AIM OF THE EXERCISE: Render every line of the items below as a JSON list of strings, with one string per line and blank lines omitted.

--------

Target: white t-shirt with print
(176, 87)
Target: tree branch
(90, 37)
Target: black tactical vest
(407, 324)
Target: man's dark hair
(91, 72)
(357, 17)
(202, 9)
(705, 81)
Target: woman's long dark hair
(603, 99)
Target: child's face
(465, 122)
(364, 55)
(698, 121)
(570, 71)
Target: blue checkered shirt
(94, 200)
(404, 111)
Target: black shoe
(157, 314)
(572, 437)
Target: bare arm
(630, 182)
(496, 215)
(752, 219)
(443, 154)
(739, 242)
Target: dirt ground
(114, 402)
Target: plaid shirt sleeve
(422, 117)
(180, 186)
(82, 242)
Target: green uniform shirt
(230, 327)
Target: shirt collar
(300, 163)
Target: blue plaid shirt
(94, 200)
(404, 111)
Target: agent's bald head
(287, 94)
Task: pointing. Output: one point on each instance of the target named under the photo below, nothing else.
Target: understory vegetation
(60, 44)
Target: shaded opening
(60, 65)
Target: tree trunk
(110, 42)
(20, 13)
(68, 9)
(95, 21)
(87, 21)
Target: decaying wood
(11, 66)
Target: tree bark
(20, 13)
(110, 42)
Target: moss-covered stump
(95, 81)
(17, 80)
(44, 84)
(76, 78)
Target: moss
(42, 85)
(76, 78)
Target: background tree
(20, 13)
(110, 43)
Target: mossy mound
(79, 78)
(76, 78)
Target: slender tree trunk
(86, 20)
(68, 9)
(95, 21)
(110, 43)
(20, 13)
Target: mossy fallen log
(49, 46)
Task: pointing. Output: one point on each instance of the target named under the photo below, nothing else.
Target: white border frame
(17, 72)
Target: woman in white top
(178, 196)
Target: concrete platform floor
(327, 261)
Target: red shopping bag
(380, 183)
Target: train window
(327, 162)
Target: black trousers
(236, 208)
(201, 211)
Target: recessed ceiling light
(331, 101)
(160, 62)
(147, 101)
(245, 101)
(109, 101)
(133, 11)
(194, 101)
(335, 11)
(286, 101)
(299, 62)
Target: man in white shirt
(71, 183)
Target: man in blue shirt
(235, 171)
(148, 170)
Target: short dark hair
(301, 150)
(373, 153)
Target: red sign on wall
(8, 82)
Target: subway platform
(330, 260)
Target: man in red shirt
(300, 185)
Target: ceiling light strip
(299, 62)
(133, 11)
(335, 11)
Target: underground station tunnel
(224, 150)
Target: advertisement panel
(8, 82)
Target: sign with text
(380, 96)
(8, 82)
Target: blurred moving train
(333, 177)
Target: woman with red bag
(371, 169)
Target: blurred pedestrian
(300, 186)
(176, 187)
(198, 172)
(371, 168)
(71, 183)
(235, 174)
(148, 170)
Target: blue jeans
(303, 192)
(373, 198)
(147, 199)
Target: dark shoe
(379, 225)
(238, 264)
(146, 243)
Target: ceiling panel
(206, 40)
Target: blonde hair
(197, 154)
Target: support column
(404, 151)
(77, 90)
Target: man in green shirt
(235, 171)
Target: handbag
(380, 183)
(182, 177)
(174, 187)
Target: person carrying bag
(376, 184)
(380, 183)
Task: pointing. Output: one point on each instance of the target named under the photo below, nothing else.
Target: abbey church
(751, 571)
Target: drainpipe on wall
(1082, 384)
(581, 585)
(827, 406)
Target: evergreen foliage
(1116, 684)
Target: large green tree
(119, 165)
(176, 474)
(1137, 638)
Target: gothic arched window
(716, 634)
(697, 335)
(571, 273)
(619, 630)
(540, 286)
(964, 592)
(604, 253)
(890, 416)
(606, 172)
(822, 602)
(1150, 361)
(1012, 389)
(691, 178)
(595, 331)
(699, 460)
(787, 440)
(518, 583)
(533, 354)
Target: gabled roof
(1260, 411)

--------

THE SOLUTION:
[
  "Target: white t-shirt with print",
  "(176, 87)",
  "Target: tree branch",
  "(90, 37)",
  "Target: black tactical vest",
  "(407, 324)",
  "Target: man's dark hair",
  "(91, 72)",
  "(357, 17)",
  "(202, 9)",
  "(705, 81)",
  "Target: woman's long dark hair",
  "(603, 99)",
  "Target: child's face",
  "(465, 122)",
  "(364, 55)",
  "(698, 121)",
  "(570, 71)",
  "Target: blue checkered shirt",
  "(94, 200)",
  "(404, 111)",
  "Target: black shoe",
  "(157, 314)",
  "(572, 437)",
  "Target: bare arm",
  "(630, 182)",
  "(496, 215)",
  "(752, 219)",
  "(443, 154)",
  "(739, 242)",
  "Target: dirt ground",
  "(114, 402)",
  "Target: plaid shirt sleeve",
  "(422, 117)",
  "(180, 186)",
  "(82, 242)",
  "Target: green uniform shirt",
  "(230, 327)",
  "Target: shirt collar",
  "(300, 163)",
  "Target: blue plaid shirt",
  "(94, 200)",
  "(404, 111)",
  "Target: agent's bald head",
  "(287, 94)",
  "Task: pointing. Output: one point on each instance of the target named under the photo below, nothing else.",
  "Target: understory vegetation",
  "(60, 44)",
  "Target: shaded opening",
  "(60, 65)",
  "Target: tree trunk",
  "(110, 42)",
  "(20, 13)",
  "(68, 9)",
  "(95, 21)",
  "(87, 21)",
  "Target: decaying wood",
  "(11, 66)",
  "Target: tree bark",
  "(20, 13)",
  "(110, 42)",
  "Target: moss-covered stump",
  "(95, 81)",
  "(17, 80)",
  "(44, 84)",
  "(76, 78)",
  "Target: moss",
  "(42, 85)",
  "(76, 78)",
  "Target: background tree",
  "(20, 13)",
  "(110, 43)",
  "Target: mossy mound",
  "(79, 78)",
  "(76, 78)",
  "Target: slender tree trunk",
  "(86, 20)",
  "(68, 9)",
  "(95, 21)",
  "(110, 43)",
  "(20, 13)",
  "Target: mossy fallen log",
  "(49, 46)",
  "Task: pointing. Output: one point on each instance of the target named under the photo below, nothing else.",
  "Target: white border frame",
  "(17, 72)",
  "Target: woman in white top",
  "(178, 196)",
  "Target: concrete platform floor",
  "(327, 261)",
  "Target: red shopping bag",
  "(380, 183)",
  "Target: train window",
  "(327, 162)",
  "Target: black trousers",
  "(236, 208)",
  "(201, 211)",
  "Target: recessed ceiling light",
  "(331, 101)",
  "(160, 62)",
  "(147, 101)",
  "(245, 101)",
  "(109, 101)",
  "(133, 11)",
  "(194, 101)",
  "(335, 11)",
  "(286, 101)",
  "(299, 62)",
  "Target: man in white shirt",
  "(71, 183)",
  "Target: man in blue shirt",
  "(235, 171)",
  "(148, 170)",
  "Target: short dark hair",
  "(301, 150)",
  "(373, 153)",
  "Target: red sign on wall",
  "(8, 82)",
  "Target: subway platform",
  "(330, 260)",
  "Target: man in red shirt",
  "(300, 185)",
  "Target: ceiling light strip",
  "(299, 62)",
  "(133, 11)",
  "(335, 11)",
  "Target: underground station tunnel",
  "(224, 150)",
  "Target: advertisement panel",
  "(8, 82)",
  "Target: sign with text",
  "(380, 96)",
  "(8, 82)",
  "Target: blurred moving train",
  "(333, 177)",
  "Target: woman with red bag",
  "(371, 169)",
  "Target: blurred pedestrian",
  "(300, 186)",
  "(176, 187)",
  "(198, 172)",
  "(371, 168)",
  "(71, 183)",
  "(235, 174)",
  "(148, 170)",
  "Target: blue jeans",
  "(303, 192)",
  "(373, 198)",
  "(147, 199)",
  "Target: dark shoe",
  "(379, 225)",
  "(238, 264)",
  "(146, 243)",
  "Target: ceiling panel",
  "(206, 40)",
  "Target: blonde hair",
  "(197, 154)",
  "Target: support column",
  "(404, 151)",
  "(77, 90)",
  "Target: man in green shirt",
  "(235, 171)",
  "Target: handbag",
  "(380, 183)",
  "(182, 177)",
  "(174, 187)",
  "Target: person carrying bag",
  "(376, 184)",
  "(380, 183)",
  "Task: pointing. Output: one point on each instance of the target named under the photo below, nothing else.",
  "Target: abbey church",
  "(751, 571)",
  "Target: drainpipe on wall",
  "(1082, 384)",
  "(581, 585)",
  "(827, 406)",
  "Target: evergreen foliage",
  "(1116, 684)",
  "Target: large green tree",
  "(119, 165)",
  "(176, 474)",
  "(1137, 638)",
  "Target: gothic arched window",
  "(716, 634)",
  "(697, 335)",
  "(571, 273)",
  "(619, 630)",
  "(540, 286)",
  "(964, 592)",
  "(604, 253)",
  "(890, 416)",
  "(606, 172)",
  "(822, 602)",
  "(1150, 361)",
  "(1012, 389)",
  "(691, 178)",
  "(595, 331)",
  "(699, 460)",
  "(787, 440)",
  "(518, 583)",
  "(533, 354)",
  "Target: gabled roof",
  "(1260, 411)"
]